YOUR INSTRUCTIONS:
Below is a block of entries; repeat exactly the lines starting at the line that contains "# indicate every instance of the rack" and ending at the line that contains "# indicate every instance of the red climbing", both included.

SOURCE INFORMATION:

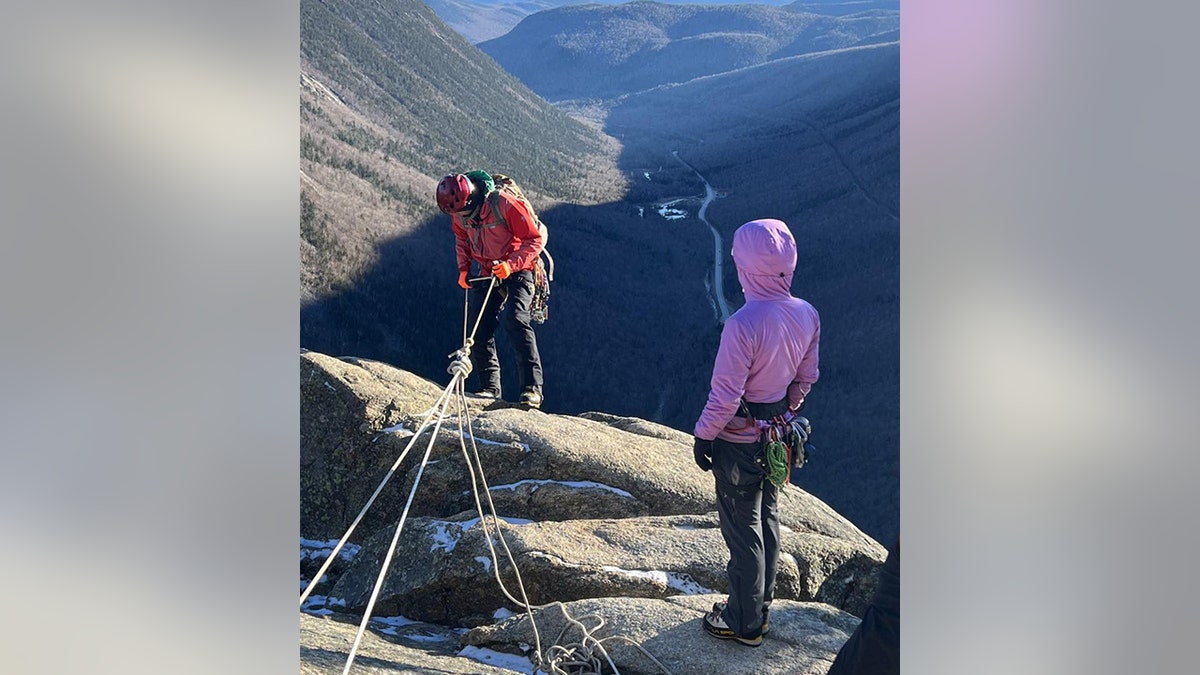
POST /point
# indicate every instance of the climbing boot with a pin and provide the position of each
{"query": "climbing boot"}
(531, 396)
(715, 626)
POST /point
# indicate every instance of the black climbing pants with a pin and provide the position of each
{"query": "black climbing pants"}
(510, 299)
(874, 649)
(748, 506)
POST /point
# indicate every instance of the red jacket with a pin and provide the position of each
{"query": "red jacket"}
(485, 238)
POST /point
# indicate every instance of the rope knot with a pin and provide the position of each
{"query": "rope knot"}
(461, 364)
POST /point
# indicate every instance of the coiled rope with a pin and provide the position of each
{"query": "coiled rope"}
(583, 657)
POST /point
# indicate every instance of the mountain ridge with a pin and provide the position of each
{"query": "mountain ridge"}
(599, 51)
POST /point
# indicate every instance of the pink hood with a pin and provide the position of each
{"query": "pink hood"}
(765, 252)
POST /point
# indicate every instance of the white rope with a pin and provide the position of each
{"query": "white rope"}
(442, 400)
(552, 659)
(395, 538)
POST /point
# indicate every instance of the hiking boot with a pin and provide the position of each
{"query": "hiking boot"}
(715, 626)
(531, 396)
(491, 392)
(719, 608)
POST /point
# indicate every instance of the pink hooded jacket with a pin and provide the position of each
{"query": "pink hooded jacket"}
(769, 346)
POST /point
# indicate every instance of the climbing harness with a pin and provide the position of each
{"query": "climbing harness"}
(582, 657)
(784, 440)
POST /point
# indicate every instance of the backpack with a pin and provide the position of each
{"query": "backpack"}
(544, 272)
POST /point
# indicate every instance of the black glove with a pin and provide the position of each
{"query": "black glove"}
(702, 451)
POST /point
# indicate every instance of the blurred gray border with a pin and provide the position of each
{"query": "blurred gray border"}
(150, 293)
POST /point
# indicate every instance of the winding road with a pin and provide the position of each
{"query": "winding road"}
(717, 287)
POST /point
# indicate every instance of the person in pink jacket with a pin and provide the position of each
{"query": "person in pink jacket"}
(766, 365)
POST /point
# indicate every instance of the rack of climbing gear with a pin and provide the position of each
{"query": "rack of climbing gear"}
(785, 446)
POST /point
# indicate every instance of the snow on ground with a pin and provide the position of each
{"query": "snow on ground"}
(568, 483)
(394, 621)
(448, 532)
(499, 659)
(319, 604)
(312, 549)
(687, 585)
(670, 211)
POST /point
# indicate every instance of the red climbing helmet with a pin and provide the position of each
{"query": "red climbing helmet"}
(454, 190)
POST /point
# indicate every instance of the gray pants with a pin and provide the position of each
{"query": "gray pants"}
(748, 506)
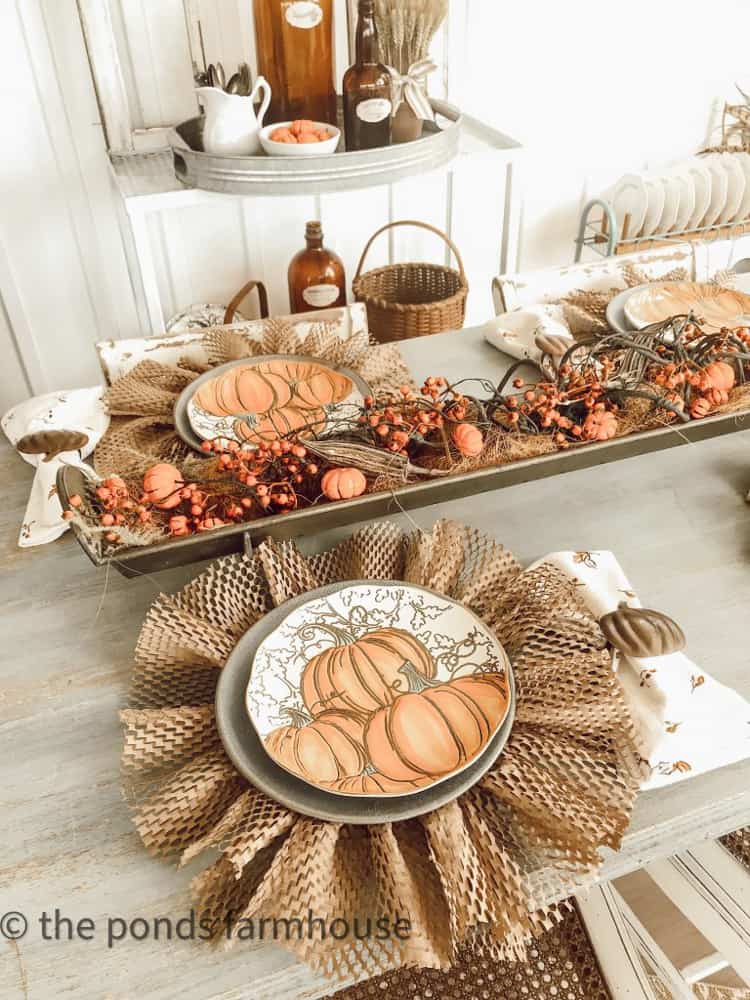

OUTPUT OF THE EXERCISE:
# indicate every instance of the rack of climbing gear with a pin and provide the position of each
{"query": "rack of climbing gear"}
(785, 446)
POST /point
# indicate every instance of the snow on ground with a pin and provide the position of each
{"query": "snow on ground"}
(568, 483)
(394, 621)
(448, 532)
(499, 659)
(319, 604)
(312, 549)
(687, 585)
(670, 211)
POST /point
# indicate every instance of the red climbing helmet with a pin and provide the position of each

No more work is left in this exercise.